AIM OF THE EXERCISE: Begin at the line containing "Where can you find the red" and continue through the end of the material below. Copy out every line in that span, adding 90 to each number in the answer points.

==== DATA IN THIS EXERCISE ====

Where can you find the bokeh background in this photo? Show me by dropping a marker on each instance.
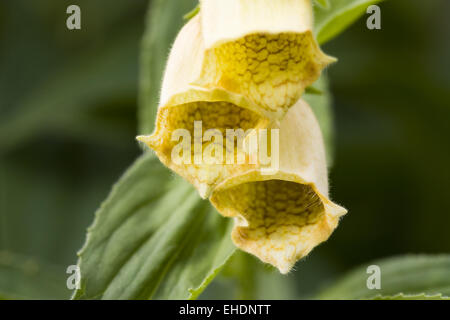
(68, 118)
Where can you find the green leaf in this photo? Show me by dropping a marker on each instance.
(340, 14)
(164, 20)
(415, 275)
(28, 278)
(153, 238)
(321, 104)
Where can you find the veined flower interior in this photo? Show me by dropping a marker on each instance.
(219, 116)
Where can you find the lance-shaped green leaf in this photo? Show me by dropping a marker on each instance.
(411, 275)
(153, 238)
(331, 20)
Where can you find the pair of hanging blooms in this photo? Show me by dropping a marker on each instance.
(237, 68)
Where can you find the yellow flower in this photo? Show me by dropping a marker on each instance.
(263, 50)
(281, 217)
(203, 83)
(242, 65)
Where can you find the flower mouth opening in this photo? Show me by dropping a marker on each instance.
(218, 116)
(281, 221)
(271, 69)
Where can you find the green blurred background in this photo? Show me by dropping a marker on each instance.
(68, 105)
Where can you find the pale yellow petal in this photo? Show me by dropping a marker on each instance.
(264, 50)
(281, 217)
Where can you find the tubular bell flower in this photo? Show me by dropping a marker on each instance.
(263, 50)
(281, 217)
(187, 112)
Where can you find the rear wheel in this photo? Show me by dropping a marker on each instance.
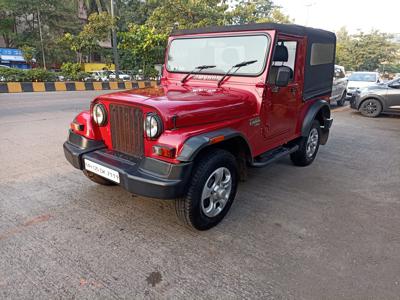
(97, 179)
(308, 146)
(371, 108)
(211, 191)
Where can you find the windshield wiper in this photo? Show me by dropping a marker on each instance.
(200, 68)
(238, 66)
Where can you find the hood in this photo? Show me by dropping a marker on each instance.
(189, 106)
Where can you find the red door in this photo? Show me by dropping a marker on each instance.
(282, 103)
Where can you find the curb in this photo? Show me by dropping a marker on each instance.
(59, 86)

====

SOLUTION FOR THIS PROBLEM:
Where can you find the red door in this photo? Show me by dropping a marker on each instance.
(372, 193)
Where can you find the curb in this photo? Show me by dropping a marker on each instance.
(149, 176)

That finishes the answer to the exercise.